▶ **Problem description**:
Show every line of the material below that contains the word "person", matching case exactly.

▶ **Saved entries**:
((
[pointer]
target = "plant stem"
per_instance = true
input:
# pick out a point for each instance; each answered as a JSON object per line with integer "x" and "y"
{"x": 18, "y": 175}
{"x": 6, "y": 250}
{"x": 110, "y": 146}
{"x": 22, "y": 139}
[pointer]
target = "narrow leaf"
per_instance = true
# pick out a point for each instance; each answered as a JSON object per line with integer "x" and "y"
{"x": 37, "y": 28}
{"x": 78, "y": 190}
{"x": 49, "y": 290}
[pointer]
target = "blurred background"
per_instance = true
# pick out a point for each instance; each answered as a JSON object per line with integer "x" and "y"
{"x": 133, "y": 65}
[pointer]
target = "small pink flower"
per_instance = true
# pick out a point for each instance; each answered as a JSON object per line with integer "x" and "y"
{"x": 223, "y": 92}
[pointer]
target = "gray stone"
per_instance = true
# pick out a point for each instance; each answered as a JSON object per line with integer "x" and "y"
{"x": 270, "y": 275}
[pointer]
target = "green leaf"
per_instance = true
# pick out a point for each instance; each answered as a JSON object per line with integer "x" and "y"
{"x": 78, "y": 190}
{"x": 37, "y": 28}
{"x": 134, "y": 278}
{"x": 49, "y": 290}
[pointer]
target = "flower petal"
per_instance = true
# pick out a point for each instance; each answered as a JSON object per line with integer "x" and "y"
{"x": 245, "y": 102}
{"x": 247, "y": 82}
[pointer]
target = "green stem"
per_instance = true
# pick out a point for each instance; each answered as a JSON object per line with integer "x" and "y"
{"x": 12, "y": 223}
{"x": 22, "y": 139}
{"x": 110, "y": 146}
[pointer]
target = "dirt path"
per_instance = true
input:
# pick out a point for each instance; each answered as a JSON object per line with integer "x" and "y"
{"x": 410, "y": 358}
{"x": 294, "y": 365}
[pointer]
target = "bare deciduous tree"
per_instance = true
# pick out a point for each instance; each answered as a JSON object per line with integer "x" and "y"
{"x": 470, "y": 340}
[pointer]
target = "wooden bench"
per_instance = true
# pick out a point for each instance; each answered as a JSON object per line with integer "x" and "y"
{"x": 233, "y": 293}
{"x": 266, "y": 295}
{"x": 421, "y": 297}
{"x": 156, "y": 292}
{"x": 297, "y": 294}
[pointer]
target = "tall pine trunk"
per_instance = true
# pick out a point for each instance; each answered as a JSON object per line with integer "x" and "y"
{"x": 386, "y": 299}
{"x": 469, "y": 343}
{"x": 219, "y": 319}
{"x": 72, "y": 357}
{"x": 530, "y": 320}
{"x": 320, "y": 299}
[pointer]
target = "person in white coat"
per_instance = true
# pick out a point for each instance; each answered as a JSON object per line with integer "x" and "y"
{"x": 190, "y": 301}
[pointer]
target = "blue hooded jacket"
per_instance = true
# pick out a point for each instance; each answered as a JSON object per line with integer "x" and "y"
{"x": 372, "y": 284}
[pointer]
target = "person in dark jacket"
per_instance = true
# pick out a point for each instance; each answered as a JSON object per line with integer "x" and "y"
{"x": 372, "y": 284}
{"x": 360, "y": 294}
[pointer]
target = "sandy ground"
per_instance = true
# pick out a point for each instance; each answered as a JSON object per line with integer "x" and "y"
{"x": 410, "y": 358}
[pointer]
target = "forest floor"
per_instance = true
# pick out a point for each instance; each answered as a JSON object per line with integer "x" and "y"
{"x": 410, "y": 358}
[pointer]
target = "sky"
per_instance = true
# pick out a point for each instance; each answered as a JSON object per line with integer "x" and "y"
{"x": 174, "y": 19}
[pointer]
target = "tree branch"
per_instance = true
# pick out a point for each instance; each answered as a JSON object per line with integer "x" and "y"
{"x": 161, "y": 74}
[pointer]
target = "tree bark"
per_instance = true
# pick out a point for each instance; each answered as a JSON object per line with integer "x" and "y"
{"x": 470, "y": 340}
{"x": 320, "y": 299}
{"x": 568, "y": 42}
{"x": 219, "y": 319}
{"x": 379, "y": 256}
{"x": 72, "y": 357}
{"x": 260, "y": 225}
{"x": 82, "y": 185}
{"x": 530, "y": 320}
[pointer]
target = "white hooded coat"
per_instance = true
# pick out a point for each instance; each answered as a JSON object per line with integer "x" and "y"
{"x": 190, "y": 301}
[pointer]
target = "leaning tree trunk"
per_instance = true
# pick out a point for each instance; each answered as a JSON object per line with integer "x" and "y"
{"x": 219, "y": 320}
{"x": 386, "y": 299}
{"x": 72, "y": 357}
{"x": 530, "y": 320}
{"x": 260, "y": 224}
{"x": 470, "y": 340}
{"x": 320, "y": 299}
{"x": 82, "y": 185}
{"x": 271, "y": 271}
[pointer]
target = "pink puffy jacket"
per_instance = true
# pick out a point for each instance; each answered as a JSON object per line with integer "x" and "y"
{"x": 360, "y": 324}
))
▶ **Correct result**:
target = "person in white coat"
target = "person in dark jacket"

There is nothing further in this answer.